How I Accidentally Eliminated Brain Fog and Became a Morning Person...

February 2, 2019

I generally hate the morning. I usually wake up later than I want, feeling foggy, chest full of mucus, and joints aching.

“I’m just not a morning person.” Is what I have always told others and myself.

I have long desired to become a morning person though. Waking up at 4 am, working out, journaling, meditating, etc. has always been an elusive dream. I tried watching inspirational YouTube videos, internet how-to’s, usually at 1 am, to help me become a morning person, but it never sticks.

Now that I control my schedule even more, things have gotten worse.

That is, until about 2 months ago.

I was visiting family in New Jersey and had a string of caffeine-fueled days and late nights that resulted in pretty crappy mornings.

The crappier I felt, the more caffeine I would consume.

- - - -

| Assigned task A |
In the morning-person post, which state was the author visiting family in?
| Assigned task B |
Can you repeat everything in the morning-person post from "How I Accidentally" down to "have gotten worse."?
The listing comes from a separate source, unrelated to the morning-person post.

- - - -

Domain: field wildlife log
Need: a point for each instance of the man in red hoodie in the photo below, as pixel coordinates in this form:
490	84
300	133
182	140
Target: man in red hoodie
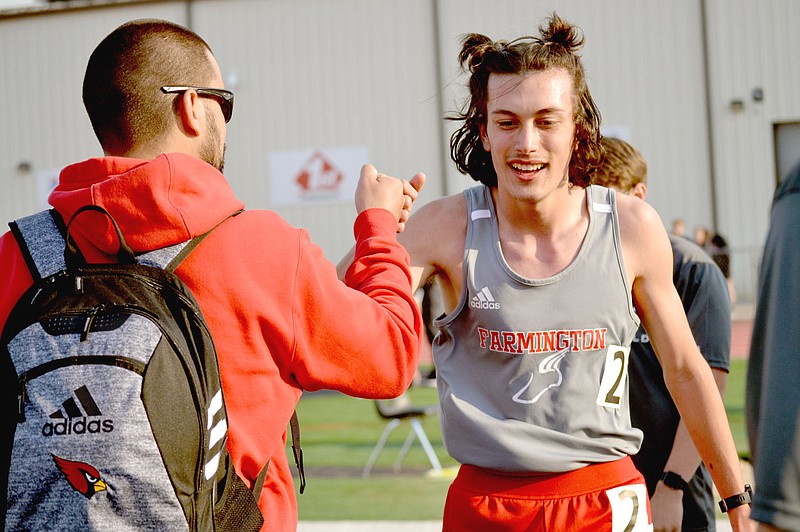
281	320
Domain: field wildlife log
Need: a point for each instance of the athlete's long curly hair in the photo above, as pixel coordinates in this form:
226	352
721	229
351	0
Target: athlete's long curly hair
556	47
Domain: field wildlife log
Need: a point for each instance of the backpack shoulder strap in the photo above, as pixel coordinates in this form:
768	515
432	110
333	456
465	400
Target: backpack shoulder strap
41	239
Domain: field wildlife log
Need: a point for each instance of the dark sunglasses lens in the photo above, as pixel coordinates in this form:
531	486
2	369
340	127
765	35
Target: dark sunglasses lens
227	108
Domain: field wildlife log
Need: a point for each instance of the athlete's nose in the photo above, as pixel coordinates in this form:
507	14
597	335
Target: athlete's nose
528	138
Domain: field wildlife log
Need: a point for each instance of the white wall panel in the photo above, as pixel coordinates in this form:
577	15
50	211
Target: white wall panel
42	119
753	44
381	73
318	74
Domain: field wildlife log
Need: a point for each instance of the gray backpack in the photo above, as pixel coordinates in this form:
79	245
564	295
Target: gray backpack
113	415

- - - -

| Answer A |
New Jersey.

| Answer B |
How I Accidentally Eliminated Brain Fog and Became a Morning Person...

February 2, 2019

I generally hate the morning. I usually wake up later than I want, feeling foggy, chest full of mucus, and joints aching.

“I’m just not a morning person.” Is what I have always told others and myself.

I have long desired to become a morning person though. Waking up at 4 am, working out, journaling, meditating, etc. has always been an elusive dream. I tried watching inspirational YouTube videos, internet how-to’s, usually at 1 am, to help me become a morning person, but it never sticks.

Now that I control my schedule even more, things have gotten worse.